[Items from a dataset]

---*---

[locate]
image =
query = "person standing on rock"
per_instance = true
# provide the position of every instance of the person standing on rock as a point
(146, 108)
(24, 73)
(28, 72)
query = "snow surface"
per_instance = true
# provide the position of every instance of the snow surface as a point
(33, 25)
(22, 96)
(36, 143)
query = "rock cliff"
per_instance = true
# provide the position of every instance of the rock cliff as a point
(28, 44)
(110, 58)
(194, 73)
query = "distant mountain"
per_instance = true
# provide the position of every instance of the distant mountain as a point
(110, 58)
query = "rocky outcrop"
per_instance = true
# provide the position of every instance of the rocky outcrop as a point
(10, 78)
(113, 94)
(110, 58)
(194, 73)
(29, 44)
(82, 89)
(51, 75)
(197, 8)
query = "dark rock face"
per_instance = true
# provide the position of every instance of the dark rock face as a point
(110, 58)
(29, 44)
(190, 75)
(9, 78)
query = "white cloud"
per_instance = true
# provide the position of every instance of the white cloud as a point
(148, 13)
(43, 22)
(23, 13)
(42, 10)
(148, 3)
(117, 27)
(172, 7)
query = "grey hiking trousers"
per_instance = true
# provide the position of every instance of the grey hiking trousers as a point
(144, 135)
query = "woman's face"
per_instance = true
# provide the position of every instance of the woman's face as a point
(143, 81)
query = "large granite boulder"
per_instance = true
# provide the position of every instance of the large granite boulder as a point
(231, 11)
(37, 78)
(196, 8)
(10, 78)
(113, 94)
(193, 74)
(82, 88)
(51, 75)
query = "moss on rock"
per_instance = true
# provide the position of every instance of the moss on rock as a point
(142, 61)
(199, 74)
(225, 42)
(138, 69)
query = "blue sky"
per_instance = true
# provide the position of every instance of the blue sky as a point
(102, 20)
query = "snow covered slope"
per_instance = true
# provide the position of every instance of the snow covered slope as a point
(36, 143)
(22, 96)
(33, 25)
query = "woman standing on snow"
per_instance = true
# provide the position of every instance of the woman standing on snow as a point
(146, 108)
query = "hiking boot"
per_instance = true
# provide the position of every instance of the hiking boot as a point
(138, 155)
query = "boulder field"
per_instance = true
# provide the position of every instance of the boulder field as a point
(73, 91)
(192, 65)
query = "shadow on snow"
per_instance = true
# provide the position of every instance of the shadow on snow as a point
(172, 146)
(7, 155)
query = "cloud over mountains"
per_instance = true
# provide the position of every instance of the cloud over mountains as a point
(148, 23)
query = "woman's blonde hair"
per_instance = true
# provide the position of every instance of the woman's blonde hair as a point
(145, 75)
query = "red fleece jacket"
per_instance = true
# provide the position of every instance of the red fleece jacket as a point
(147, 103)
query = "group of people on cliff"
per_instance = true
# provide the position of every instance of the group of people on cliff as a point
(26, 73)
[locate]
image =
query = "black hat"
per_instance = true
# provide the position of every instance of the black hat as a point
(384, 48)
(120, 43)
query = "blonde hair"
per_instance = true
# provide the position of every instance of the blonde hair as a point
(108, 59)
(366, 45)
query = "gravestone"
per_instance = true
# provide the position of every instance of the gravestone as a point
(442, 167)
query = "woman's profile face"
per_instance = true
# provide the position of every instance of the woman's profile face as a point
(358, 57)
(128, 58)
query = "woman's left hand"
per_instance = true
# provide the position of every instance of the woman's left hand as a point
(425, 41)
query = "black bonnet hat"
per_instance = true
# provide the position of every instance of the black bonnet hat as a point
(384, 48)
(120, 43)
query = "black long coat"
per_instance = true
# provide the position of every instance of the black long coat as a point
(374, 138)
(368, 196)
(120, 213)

---*---

* Written problem
Write out the full listing exactly as given.

* Exercise result
[locate]
image =
query = "person standing on rock"
per_instance = true
# provide the position of every instance of the person standing on rock as a point
(146, 108)
(24, 73)
(28, 72)
query = "snow surface"
per_instance = true
# provide the position of every instance of the snow surface as a point
(33, 25)
(22, 96)
(36, 143)
query = "rock cliff"
per_instance = true
# provide the position of every instance of the rock cliff as a point
(28, 44)
(110, 58)
(194, 73)
query = "distant mountain"
per_instance = true
# provide the position of every instance of the distant mountain as a point
(110, 58)
query = "rocky outcrop"
per_instance = true
# provide the position of every instance of the rocky outcrop as a point
(10, 78)
(113, 94)
(110, 58)
(194, 73)
(29, 44)
(82, 89)
(51, 75)
(197, 8)
query = "dark rock face"
per_instance = true
# provide the position of every instance of the dark rock face as a point
(110, 58)
(29, 44)
(190, 75)
(9, 78)
query = "white cloud"
per_instance = true
# provide the position of every instance of the white cloud as a point
(148, 13)
(43, 22)
(23, 13)
(42, 10)
(148, 3)
(117, 27)
(172, 7)
query = "grey hiking trousers"
per_instance = true
# provide the position of every instance of the grey hiking trousers as a point
(144, 135)
query = "woman's face"
per_instance = true
# provide the position of every instance of the woman's face as a point
(143, 81)
query = "large granite boulder"
per_instance = true
# provide the position of every instance of the large granite boulder as a point
(231, 11)
(37, 78)
(196, 8)
(10, 78)
(113, 94)
(193, 74)
(82, 88)
(51, 75)
query = "moss on rock"
per_instance = true
# provide the position of every instance of the moss on rock as a point
(142, 61)
(199, 74)
(225, 42)
(138, 69)
query = "blue sky"
per_instance = true
# provide the position of every instance of the blue sky as a point
(102, 20)
query = "snow covered slope"
per_instance = true
# provide the position of every instance of the snow covered slope as a point
(36, 143)
(22, 96)
(33, 25)
query = "woman standing on snow"
per_instance = true
# provide the position of every instance of the woman standing on snow as a point
(146, 108)
query = "hiking boot"
per_instance = true
# provide the position of every instance of the hiking boot as a point
(138, 155)
query = "boulder field"
per_instance = true
# provide the position of every instance of the boulder field as a point
(73, 91)
(192, 65)
query = "shadow on snow"
per_instance = true
# provide the position of every instance of the shadow on snow as a point
(172, 146)
(7, 155)
query = "cloud over mountains"
per_instance = true
# provide the position of every instance of the cloud over mountains as a point
(148, 23)
query = "woman's blonde hair"
per_instance = true
# provide the position of every instance of the woman's blonde hair as a point
(145, 75)
query = "red fleece jacket"
per_instance = true
# provide the position of every instance of the red fleece jacket as a point
(147, 103)
query = "group of people on cliff"
per_instance = true
# provide the position of every instance of the group of people on cliff as a point
(26, 73)
[locate]
image =
query = "black hat"
per_instance = true
# provide the position of every instance of the black hat as a point
(384, 48)
(120, 43)
query = "blonde hair"
per_instance = true
# provide the position of every instance of the blonde hair as a point
(108, 59)
(366, 45)
query = "gravestone"
per_instance = true
# provide the position of every instance of the gravestone as a point
(442, 167)
query = "woman's profile face"
per_instance = true
# provide the position of every instance of the woman's profile face as a point
(358, 57)
(128, 58)
query = "woman's left hand"
per_instance = true
# provide the position of every instance of the woman's left hand as a point
(425, 41)
query = "black bonnet hat"
per_instance = true
# provide the position of every instance of the black bonnet hat as a point
(384, 48)
(120, 43)
query = "black long coat"
per_instance = true
# provide the position of every instance of the black long coat as a point
(374, 138)
(368, 196)
(120, 213)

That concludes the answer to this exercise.